(Location annotation dataset excerpts)
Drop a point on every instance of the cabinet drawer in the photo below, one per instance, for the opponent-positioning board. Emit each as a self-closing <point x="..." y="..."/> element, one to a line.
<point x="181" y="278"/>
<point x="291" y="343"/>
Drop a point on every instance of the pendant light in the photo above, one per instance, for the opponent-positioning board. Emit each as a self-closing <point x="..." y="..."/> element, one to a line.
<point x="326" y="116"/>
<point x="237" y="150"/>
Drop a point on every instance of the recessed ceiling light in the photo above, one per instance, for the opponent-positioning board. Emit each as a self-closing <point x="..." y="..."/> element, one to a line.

**Work instructions**
Format the data above as a numbered list with one line per entry, and leave out any blank lines.

**Exercise response**
1. Drop a point on every instance of the cabinet drawer in the photo below, one per instance, for the opponent-positioning board. Emit each as a self-closing <point x="..." y="..."/> element, one to a line.
2. <point x="181" y="278"/>
3. <point x="291" y="343"/>
4. Drop a point on every instance of the pendant light in the photo above, one per instance, for the opponent-positioning board. Emit each as a self-closing <point x="..." y="..."/> element, one to a line.
5. <point x="326" y="116"/>
6. <point x="237" y="150"/>
7. Drop a point on every instance of the recessed ceiling light in the photo above, one per instance, for the opponent-positioning board. Emit each as a self-closing <point x="..." y="..."/> element, one to a line.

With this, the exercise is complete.